(Directive): Scale the records from the line with "point_to(query) returns one point for every instance of the oven" through the line with "pixel 374 327", both ends included, and give only those lines. Reproduce every line, requests included, but multiply each x and y coordinate in the answers by 2.35 and round to whole numbers, with halves rounded up.

:: Given entries

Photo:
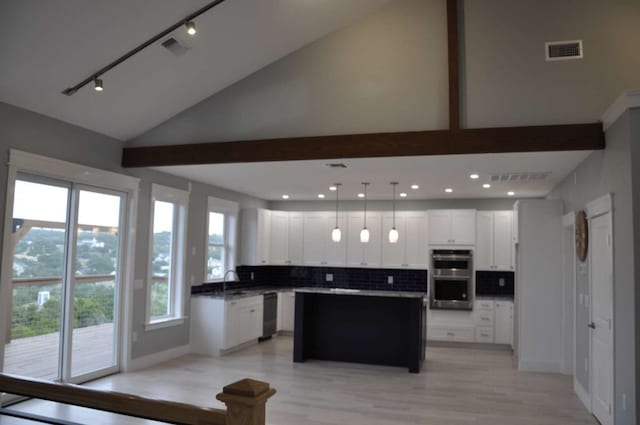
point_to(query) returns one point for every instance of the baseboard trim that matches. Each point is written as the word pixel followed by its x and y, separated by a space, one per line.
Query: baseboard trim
pixel 471 345
pixel 543 367
pixel 583 395
pixel 155 358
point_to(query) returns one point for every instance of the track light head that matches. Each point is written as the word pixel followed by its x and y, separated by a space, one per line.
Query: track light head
pixel 97 84
pixel 191 27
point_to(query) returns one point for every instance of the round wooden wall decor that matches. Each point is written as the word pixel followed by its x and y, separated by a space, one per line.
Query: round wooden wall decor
pixel 582 236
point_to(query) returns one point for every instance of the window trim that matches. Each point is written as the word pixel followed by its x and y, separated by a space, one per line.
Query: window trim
pixel 230 210
pixel 177 276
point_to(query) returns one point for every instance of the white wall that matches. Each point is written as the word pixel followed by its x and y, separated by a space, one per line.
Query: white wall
pixel 539 286
pixel 612 171
pixel 388 72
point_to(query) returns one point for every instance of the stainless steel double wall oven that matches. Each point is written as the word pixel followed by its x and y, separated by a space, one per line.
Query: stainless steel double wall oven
pixel 451 281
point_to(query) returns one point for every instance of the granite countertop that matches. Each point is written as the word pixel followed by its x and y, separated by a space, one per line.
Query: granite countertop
pixel 234 293
pixel 366 292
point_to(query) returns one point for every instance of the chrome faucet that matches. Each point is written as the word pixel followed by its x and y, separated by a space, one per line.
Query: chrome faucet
pixel 224 280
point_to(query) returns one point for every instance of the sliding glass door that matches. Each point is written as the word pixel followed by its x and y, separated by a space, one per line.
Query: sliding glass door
pixel 67 247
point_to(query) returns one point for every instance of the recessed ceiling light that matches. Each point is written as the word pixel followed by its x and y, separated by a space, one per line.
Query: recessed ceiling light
pixel 97 84
pixel 191 28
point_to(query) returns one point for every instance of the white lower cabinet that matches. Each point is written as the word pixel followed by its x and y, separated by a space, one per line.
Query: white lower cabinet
pixel 286 311
pixel 243 320
pixel 452 333
pixel 490 322
pixel 504 322
pixel 218 325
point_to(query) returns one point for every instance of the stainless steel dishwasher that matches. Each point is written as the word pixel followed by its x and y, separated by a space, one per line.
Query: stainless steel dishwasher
pixel 270 315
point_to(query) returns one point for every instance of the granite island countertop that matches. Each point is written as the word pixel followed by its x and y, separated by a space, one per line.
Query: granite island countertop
pixel 237 293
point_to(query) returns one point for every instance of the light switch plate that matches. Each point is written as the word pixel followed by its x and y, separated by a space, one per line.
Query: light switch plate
pixel 138 284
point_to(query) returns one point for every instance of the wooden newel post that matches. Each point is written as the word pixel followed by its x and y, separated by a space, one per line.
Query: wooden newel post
pixel 246 400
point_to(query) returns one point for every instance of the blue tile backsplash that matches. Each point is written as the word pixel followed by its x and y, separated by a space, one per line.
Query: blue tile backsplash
pixel 343 277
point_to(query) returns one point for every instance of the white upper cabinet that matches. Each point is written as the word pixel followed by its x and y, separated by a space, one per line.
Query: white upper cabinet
pixel 285 245
pixel 255 233
pixel 364 254
pixel 494 245
pixel 452 227
pixel 296 235
pixel 411 249
pixel 503 332
pixel 484 240
pixel 279 246
pixel 318 248
pixel 314 238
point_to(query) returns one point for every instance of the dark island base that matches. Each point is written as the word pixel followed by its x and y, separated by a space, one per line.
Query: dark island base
pixel 360 329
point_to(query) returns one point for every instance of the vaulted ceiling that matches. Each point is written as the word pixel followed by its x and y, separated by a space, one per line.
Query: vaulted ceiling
pixel 47 46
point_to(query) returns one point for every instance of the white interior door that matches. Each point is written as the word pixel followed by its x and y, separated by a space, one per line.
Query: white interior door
pixel 601 319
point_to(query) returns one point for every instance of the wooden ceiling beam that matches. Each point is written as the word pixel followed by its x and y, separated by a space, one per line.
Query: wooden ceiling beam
pixel 569 137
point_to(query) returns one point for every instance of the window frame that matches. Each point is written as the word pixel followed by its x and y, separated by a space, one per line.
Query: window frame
pixel 230 211
pixel 176 277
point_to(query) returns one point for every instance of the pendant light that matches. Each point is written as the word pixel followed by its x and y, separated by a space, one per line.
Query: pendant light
pixel 336 235
pixel 393 233
pixel 364 233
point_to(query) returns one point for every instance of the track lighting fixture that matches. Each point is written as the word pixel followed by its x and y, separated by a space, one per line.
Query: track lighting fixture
pixel 186 21
pixel 393 233
pixel 191 27
pixel 364 233
pixel 97 84
pixel 336 234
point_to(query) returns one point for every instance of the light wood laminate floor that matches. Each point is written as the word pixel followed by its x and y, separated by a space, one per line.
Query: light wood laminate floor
pixel 456 386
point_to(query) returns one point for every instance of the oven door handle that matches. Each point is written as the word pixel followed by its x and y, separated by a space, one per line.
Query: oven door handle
pixel 437 277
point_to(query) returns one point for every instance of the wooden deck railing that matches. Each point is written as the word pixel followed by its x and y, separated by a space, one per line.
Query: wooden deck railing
pixel 245 401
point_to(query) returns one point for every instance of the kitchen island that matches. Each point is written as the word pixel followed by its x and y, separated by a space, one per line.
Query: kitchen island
pixel 374 327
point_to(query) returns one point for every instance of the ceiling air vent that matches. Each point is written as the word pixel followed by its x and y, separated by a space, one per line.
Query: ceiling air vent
pixel 520 177
pixel 174 46
pixel 563 50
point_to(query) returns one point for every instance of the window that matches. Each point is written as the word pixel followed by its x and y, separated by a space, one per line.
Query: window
pixel 167 251
pixel 221 238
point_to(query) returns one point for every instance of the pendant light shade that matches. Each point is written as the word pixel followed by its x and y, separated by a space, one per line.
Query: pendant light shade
pixel 336 234
pixel 364 233
pixel 393 233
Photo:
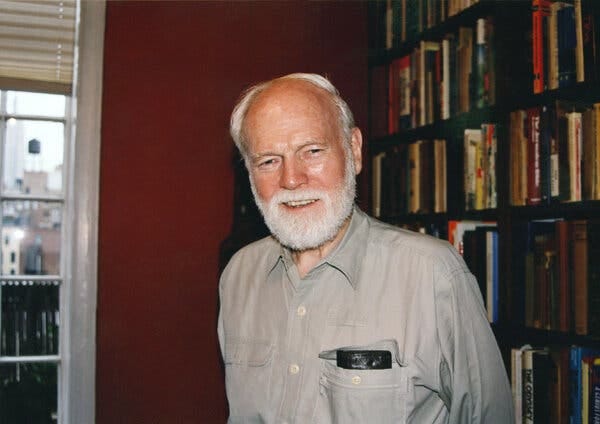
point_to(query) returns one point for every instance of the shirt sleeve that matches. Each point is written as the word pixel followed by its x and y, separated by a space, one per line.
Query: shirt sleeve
pixel 473 379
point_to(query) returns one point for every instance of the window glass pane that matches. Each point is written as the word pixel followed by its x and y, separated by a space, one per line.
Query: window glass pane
pixel 33 157
pixel 30 320
pixel 36 104
pixel 31 231
pixel 28 393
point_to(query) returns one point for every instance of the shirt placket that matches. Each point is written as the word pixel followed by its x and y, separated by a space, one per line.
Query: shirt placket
pixel 295 359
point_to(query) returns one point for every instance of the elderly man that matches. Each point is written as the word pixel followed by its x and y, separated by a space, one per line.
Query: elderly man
pixel 339 318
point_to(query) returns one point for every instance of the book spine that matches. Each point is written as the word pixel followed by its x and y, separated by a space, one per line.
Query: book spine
pixel 580 276
pixel 533 154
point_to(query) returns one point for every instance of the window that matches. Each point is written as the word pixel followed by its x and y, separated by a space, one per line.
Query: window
pixel 32 207
pixel 49 170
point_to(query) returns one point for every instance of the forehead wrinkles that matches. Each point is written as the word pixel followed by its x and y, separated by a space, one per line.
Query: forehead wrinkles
pixel 290 102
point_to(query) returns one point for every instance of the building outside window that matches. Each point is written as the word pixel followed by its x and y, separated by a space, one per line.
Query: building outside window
pixel 32 207
pixel 50 99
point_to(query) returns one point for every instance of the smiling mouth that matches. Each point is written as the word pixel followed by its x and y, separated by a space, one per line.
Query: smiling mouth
pixel 299 203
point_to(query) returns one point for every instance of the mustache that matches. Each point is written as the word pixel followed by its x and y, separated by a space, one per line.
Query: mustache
pixel 284 195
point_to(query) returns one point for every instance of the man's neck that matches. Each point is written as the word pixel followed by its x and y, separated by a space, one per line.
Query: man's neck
pixel 306 260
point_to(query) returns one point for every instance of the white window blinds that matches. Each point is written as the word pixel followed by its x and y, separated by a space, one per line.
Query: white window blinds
pixel 37 45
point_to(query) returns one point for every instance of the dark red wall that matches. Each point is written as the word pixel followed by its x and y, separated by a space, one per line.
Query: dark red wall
pixel 172 73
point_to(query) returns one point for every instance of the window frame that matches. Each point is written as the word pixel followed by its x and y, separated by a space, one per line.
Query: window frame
pixel 76 358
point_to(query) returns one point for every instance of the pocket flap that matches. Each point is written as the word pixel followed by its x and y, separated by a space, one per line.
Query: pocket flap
pixel 247 352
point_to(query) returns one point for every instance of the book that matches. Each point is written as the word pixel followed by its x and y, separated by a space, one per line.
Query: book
pixel 376 184
pixel 491 149
pixel 594 416
pixel 577 353
pixel 414 161
pixel 537 369
pixel 518 158
pixel 563 247
pixel 457 228
pixel 540 9
pixel 580 276
pixel 534 189
pixel 472 144
pixel 440 188
pixel 567 45
pixel 516 380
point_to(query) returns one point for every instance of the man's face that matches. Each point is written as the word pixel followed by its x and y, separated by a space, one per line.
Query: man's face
pixel 301 171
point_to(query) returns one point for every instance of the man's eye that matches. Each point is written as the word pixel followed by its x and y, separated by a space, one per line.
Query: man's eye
pixel 267 163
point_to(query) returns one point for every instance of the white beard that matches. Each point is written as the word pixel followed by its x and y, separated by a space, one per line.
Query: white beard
pixel 309 230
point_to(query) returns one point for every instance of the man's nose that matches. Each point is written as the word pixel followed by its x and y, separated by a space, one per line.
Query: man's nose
pixel 293 175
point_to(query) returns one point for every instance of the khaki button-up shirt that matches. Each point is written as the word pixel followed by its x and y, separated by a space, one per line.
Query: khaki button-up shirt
pixel 381 288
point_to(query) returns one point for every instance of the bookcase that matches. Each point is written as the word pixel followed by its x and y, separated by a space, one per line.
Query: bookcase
pixel 484 130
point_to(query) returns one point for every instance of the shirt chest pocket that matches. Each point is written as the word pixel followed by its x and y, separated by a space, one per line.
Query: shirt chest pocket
pixel 247 376
pixel 363 396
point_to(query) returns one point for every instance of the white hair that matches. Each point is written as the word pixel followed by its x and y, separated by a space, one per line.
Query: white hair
pixel 236 124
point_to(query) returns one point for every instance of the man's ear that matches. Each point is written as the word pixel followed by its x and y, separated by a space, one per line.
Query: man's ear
pixel 356 146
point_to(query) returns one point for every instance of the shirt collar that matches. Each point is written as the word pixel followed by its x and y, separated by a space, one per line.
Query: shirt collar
pixel 346 257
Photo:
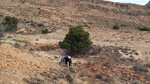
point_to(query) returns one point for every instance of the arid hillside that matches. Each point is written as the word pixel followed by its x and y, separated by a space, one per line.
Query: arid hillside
pixel 118 56
pixel 60 14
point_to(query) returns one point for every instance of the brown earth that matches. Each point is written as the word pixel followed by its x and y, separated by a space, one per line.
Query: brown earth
pixel 36 58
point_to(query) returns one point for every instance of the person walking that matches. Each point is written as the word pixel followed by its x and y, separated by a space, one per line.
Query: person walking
pixel 67 60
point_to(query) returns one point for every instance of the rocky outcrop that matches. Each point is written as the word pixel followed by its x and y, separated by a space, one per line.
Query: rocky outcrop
pixel 148 4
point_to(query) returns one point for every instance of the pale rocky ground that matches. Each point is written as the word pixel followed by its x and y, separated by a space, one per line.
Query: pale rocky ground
pixel 20 63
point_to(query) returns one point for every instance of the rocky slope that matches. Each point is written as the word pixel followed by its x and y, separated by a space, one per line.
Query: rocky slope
pixel 35 60
pixel 59 14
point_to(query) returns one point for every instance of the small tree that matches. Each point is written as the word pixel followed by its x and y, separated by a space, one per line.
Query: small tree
pixel 77 40
pixel 10 23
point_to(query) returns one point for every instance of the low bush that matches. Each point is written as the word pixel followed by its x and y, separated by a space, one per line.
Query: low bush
pixel 1 34
pixel 144 29
pixel 10 24
pixel 17 45
pixel 140 68
pixel 45 31
pixel 116 27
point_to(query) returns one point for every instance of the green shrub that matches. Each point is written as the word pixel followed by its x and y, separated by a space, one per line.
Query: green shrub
pixel 10 23
pixel 77 40
pixel 116 27
pixel 144 29
pixel 45 31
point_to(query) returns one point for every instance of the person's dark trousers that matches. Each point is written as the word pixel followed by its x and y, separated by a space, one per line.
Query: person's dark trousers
pixel 70 62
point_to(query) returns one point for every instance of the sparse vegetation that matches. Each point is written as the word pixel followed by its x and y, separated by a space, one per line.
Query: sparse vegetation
pixel 116 27
pixel 45 31
pixel 10 24
pixel 144 29
pixel 77 40
pixel 17 45
pixel 147 64
pixel 1 34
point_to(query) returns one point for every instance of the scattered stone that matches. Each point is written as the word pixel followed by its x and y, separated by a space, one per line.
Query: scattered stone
pixel 140 68
pixel 69 78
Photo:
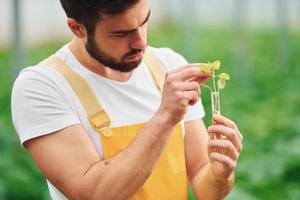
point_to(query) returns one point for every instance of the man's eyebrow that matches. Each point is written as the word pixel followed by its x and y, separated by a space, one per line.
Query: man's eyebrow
pixel 131 30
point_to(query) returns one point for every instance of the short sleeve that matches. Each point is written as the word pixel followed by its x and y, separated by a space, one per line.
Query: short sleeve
pixel 38 105
pixel 171 60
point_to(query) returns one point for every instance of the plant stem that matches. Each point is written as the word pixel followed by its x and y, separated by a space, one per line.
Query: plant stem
pixel 214 82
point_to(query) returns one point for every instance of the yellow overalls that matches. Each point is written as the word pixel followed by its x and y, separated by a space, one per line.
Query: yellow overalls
pixel 168 180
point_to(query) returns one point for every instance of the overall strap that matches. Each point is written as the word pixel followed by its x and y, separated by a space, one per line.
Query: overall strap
pixel 155 67
pixel 97 116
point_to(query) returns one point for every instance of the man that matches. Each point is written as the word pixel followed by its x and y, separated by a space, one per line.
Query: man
pixel 151 144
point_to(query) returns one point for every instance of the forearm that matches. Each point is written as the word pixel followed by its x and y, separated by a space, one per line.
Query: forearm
pixel 122 175
pixel 208 187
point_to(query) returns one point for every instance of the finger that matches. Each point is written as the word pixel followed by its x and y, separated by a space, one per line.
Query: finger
pixel 219 119
pixel 230 164
pixel 226 145
pixel 230 133
pixel 191 97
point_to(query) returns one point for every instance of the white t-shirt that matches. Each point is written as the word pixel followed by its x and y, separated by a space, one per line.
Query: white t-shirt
pixel 43 102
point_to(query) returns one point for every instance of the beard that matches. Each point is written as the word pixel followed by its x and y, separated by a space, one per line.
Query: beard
pixel 108 60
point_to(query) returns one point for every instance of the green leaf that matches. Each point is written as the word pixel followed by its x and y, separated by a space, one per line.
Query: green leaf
pixel 221 83
pixel 216 65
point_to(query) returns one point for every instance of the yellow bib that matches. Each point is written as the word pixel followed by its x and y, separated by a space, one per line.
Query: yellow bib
pixel 168 180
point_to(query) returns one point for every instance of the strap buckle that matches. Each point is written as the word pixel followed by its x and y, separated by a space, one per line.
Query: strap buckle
pixel 100 123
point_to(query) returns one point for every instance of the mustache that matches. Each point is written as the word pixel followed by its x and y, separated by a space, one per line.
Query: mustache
pixel 133 52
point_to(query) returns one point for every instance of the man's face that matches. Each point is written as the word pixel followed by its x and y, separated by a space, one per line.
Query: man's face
pixel 119 40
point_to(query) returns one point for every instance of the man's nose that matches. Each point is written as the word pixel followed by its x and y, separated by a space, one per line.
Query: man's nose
pixel 139 39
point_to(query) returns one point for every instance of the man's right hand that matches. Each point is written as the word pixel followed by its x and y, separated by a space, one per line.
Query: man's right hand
pixel 181 89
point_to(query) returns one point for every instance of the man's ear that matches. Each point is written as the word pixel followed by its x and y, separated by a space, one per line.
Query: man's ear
pixel 77 28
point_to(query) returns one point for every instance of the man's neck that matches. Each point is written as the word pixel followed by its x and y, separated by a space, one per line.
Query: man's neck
pixel 79 51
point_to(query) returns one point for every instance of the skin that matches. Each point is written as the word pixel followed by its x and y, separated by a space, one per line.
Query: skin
pixel 69 160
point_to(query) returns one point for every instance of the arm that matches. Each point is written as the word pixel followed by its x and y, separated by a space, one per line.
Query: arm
pixel 69 160
pixel 211 173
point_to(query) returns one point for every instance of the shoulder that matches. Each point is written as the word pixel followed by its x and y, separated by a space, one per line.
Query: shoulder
pixel 168 57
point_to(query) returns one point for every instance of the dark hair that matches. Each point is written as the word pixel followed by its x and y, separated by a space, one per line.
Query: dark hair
pixel 88 12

::::

(Exercise output):
point_to(query) returns one point for every instance of the oven door handle that matches. Each point is written as the word pixel followed by its x and y, separated by a space, one per line.
Query: oven door handle
pixel 1027 651
point_to(query) returns one point for every instance of the wooden deck railing that matches. Each point is written as the word pixel followed by its x and y, separated by a space, one per line.
Query: wooden deck railing
pixel 576 942
point_to(query) returns one point for every instance of the kitchen island that matches. Each point is written as the word pixel followed by its x and y, separated by a space, one per line.
Query: kitchen island
pixel 879 768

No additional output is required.